[Natural-language object grounding data]
*** Block opens ***

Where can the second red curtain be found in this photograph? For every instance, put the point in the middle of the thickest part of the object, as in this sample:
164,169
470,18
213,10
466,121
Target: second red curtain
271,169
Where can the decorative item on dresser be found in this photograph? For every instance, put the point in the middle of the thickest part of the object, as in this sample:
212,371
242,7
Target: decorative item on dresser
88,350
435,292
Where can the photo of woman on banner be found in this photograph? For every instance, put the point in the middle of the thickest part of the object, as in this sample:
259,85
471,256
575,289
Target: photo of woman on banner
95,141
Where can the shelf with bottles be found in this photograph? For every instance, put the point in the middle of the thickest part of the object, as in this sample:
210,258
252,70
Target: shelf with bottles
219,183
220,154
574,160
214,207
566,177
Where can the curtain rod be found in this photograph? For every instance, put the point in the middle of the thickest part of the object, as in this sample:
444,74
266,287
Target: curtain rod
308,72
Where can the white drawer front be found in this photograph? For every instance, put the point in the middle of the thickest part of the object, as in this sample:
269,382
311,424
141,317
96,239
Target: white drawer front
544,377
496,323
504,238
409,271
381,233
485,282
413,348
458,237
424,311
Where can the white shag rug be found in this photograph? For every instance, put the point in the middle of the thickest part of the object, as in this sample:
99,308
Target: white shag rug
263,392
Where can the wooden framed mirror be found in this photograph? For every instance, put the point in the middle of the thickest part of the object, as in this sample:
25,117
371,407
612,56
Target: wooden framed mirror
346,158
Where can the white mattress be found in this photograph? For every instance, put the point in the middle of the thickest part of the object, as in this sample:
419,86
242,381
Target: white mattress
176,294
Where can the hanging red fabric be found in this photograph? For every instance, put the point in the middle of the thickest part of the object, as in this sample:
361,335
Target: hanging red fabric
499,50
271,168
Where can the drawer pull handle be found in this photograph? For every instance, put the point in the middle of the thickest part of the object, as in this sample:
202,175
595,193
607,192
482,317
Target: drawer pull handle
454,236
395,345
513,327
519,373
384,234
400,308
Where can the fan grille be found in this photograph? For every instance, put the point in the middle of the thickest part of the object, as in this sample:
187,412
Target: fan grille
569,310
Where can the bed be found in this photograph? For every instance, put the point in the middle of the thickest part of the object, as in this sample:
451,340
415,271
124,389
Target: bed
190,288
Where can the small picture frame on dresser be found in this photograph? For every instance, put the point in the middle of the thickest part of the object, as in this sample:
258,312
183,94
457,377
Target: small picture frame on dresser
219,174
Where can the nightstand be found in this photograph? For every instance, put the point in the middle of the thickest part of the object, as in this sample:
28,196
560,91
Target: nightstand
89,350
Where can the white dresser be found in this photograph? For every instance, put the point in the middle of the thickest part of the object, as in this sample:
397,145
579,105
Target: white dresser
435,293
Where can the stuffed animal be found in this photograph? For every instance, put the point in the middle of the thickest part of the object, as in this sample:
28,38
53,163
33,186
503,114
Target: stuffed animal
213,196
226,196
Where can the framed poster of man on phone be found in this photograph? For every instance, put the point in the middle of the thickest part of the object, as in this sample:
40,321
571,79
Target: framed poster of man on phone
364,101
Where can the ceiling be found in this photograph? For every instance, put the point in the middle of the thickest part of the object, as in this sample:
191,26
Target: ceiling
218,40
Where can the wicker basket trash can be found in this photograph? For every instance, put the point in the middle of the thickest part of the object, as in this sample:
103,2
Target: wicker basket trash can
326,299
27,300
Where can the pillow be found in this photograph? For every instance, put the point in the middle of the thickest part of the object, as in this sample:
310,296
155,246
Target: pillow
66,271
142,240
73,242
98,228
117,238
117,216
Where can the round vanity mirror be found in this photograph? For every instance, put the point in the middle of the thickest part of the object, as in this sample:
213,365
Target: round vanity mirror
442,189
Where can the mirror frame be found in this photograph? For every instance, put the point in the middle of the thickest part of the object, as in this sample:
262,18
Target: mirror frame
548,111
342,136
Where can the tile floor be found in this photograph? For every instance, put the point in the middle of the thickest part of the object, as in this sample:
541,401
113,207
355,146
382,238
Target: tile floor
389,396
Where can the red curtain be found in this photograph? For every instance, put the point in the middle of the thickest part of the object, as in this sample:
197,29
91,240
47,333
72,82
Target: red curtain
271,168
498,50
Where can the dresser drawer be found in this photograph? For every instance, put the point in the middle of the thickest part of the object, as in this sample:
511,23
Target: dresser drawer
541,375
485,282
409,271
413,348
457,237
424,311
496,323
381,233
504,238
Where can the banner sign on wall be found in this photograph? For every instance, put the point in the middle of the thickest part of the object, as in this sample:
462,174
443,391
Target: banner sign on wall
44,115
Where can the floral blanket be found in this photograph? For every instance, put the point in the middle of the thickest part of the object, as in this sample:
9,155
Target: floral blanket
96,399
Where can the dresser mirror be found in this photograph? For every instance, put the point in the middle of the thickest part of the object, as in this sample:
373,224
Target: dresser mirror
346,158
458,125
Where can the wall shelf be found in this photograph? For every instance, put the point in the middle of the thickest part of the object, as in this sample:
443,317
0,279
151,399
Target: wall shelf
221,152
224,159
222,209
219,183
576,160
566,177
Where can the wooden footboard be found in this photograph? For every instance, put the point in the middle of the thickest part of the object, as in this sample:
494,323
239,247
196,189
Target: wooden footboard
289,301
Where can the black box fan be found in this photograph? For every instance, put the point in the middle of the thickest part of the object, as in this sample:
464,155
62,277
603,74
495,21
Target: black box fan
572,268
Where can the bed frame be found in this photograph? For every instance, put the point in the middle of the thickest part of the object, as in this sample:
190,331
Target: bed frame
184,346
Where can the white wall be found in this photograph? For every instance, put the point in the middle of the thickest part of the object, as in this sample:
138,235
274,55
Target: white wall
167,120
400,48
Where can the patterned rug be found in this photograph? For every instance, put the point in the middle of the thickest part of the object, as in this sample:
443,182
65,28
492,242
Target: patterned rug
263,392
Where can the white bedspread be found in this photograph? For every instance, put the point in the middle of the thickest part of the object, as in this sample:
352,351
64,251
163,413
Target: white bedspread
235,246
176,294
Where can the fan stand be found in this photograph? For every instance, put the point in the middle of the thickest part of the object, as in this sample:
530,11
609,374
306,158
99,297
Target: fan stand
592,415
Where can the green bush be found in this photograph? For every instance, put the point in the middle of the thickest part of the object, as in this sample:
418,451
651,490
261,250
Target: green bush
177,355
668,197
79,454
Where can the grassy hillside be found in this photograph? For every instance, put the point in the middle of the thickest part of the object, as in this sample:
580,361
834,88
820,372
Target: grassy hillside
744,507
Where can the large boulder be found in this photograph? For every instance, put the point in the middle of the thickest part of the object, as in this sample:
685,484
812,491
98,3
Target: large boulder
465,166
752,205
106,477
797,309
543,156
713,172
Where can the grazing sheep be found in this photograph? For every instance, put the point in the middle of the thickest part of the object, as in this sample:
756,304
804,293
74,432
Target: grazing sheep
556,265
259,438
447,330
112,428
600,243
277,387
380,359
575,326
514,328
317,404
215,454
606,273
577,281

*** Block closes ***

All entries shown above should be duplicated without a single difference.

■ **YOUR SOLUTION**
Where can the second red curtain be found in this photograph? For every instance, put the point in the middle of the thickest part of the object, as in this sample:
164,169
470,18
213,10
466,121
Target: second red curtain
271,169
Where can the decorative item on dresser be found in this photograph? For every instance, put the point in the middle of the thickest part of the object, as in this sample:
212,371
242,7
Target: decorative item on dresser
88,350
435,292
Where can the photo of woman on banner be found in this photograph? For every instance, put the point in the middle of the thickest part of the object, as in this sample:
259,85
471,256
575,289
Target: photo of woman on banner
95,141
Where can the shelf with bottles be found in this photograph? For every instance, put the point in the middle of the thickest part of the object, as in this sample:
210,258
252,70
Target: shelf with bottles
219,183
220,154
574,160
214,207
566,177
Where can the curtain rod be found in this photograph? For every instance, put the point in the middle of the thickest part of the object, as in this sample:
444,74
266,287
Target: curtain rod
308,72
Where can the white drawer front be found in this photograph? For every instance, put the point in the middle of the thickest part of the object, as in this sample:
269,382
311,424
141,317
96,239
Target: white drawer front
544,377
496,323
504,238
409,271
381,233
485,282
413,348
458,237
424,311
Where can the white shag rug be found in this photograph? For every instance, put the point in the middle of the thickest part of the object, as in this sample:
99,308
Target: white shag rug
263,392
Where can the wooden framed mirror be found in this photograph? For every instance, put the point in the middle of the thickest part of the object, as in this sample:
25,117
371,407
612,56
Target: wooden framed mirror
346,158
Where can the white mattress be found in this photograph? For every instance, put the point in the middle of the thickest part of the object, as in this sample:
419,86
242,381
Target: white mattress
176,294
Where can the hanging red fabric be found in this photograph? For every instance, put the point in the middle of the thickest part of the object, as in this sample:
361,335
Target: hanging red fabric
499,50
271,168
Where can the drawer pull handle be found in this photograph? For every instance, put the point in the middle of the thickest part of the object, as in this sample:
202,175
595,193
607,192
482,317
Target: drawer pull handle
454,236
395,345
513,327
519,373
384,234
400,308
Where can the fan grille be found in this photograph? For every instance, put the point in the middle of the thickest part of the object, as in this sample:
187,412
Target: fan grille
569,310
Where can the bed be found in this photograph? For every instance, put the point in the middle of the thickest part of the object, as in this sample:
451,340
415,271
124,389
Target: bed
190,288
Where can the small picture frame on dresser be found in this photograph? For every instance, put the point in the middle of the thickest part of the object, as in this sample:
258,312
183,94
457,377
Target: small picture frame on dresser
219,174
Where can the nightstand be found in this photograph? For every instance, put the point in the middle of the thickest part of the object, as in this sample:
28,196
560,91
Target: nightstand
89,350
Where can the white dresser be found in this photograph? For every instance, put the point in the middle of the thickest part of the object, as in this sample:
397,145
579,105
Target: white dresser
435,293
Where can the stuffed animal be found in this photograph? For every instance, put the point in the middle of the thickest part of the object, as in this sample:
28,38
53,163
33,186
503,114
Target: stuffed animal
213,196
226,196
Where can the framed poster of man on phone be found in this photograph? For every instance, put the point in the middle of the thickest part of the object, as in this sample:
40,321
571,79
Target: framed poster of man on phone
364,101
Where can the ceiling be found in this photograph? For every instance, put the point in the middle of the thickest part of the object, as in this sample:
191,26
Target: ceiling
218,40
Where can the wicker basket trash can be found in this photograph? For every instance, put the point in the middle of the thickest part of the object, as in this sample:
103,2
Target: wicker basket trash can
326,299
27,300
Where can the pillow be found in this photograph? For every instance, put the point in the middle of the thickest part of the object, as in this sample:
310,296
155,246
Target: pillow
66,271
142,240
73,242
98,228
117,238
117,216
Where can the round vanity mirror be found in this photograph? For every instance, put the point in the middle of the thickest part of the object, as in this sample:
213,365
Target: round vanity mirror
442,189
Where can the mirror frame be found in this photograph? For every instance, put the point in the middle of the thickest part of the object, as in this sample:
262,18
Target: mirror frame
548,111
342,136
Where can the tile floor be found in this photograph? For every instance, put the point in the middle of the thickest part of the object, as in this sample:
541,401
113,207
355,146
382,238
Target: tile floor
389,396
Where can the red curtain be found in this photograph? For every instance, put the point in the middle of the thickest part of the object, as in this sample:
197,29
91,240
47,333
72,82
Target: red curtain
271,168
498,50
Where can the dresser drawer be found in this photograph? For every instance, put the point in the middle of the thickest part of the object, as in this sample:
511,23
Target: dresser drawer
541,375
485,282
409,271
413,348
457,237
424,311
496,323
381,233
504,238
Where can the banner sign on wall be found in this photograph? For every instance, put the point in the middle of the thickest part of the object, as in this sample:
462,174
443,391
Target: banner sign on wall
44,115
Where can the floral blanket be found in this photograph? For every instance, put the point in the middle of the thickest part of the object, as in this sample:
9,155
Target: floral blanket
96,399
Where can the dresser mirror be found in this photograph? For every instance, put the point in the middle of the thickest part of the object, as in this sample:
373,224
Target: dresser mirror
346,158
458,125
Where can the wall shelf be found in this photograph? For every instance, put the point in the middle of the thickest part of the object, as in this sample:
443,317
0,279
151,399
Target: wall shelf
221,152
224,159
222,209
219,183
576,160
566,177
Where can the wooden footboard be found in this photograph? For every instance, put the point in the middle of the thickest part of the object, as in this sample:
494,323
239,247
196,189
Target: wooden footboard
289,301
Where can the black box fan be found in this photograph? For every instance, put the point in the middle of the thickest part of the object, as in this sample:
464,155
62,277
603,74
495,21
Target: black box fan
572,268
Where can the bed frame be found in this photograph? For every instance, put the point in the middle of the thickest part of the object, as in this sample:
190,331
Target: bed frame
184,346
Where can the white wall be found in this photograph? For every instance, put the point in the middle of the thickest part of the object, as in this sample:
138,235
274,55
Target: white wall
167,120
400,48
Where can the patterned rug be found in this photograph? For every instance, put the point in the middle of the thickest part of the object, as in this sample:
443,182
65,28
492,242
Target: patterned rug
263,392
Where can the white bedspread be found in this photograph? For every instance, put the point in the middle of the thickest part of the object, as in this sample:
352,351
64,251
163,413
Target: white bedspread
235,246
176,294
Where can the fan stand be found in this photograph? For every instance, put the point in the middle of the thickest part of the object, as in this sample:
530,11
609,374
306,158
99,297
Target: fan stand
592,415
Where can the green bush be found in this photograph? For every instance, put the point in the middle of the thickest part of the object, as in this sample:
418,451
651,490
261,250
Target: green bush
177,355
668,197
79,454
Where can the grassy hillside be found in this photograph? For every instance, put the point in the middle of the thickest part of the object, as in this sample:
580,361
834,88
820,372
Target: grassy hillside
744,507
Where can the large boulder be found in this photograph? For every instance, put the point in the middle of the thickest part of the object, as in this sample:
685,484
812,491
98,3
Target: large boulder
465,166
752,205
106,477
797,309
543,156
713,172
Where can the grazing sheep be found in this photograph? For every instance, put the point in the middle of the thickest part of the object, as in this sample:
756,304
804,293
74,432
Target: grazing sheep
556,265
259,438
447,330
112,428
600,243
277,387
380,359
575,326
514,328
317,404
215,454
606,273
577,281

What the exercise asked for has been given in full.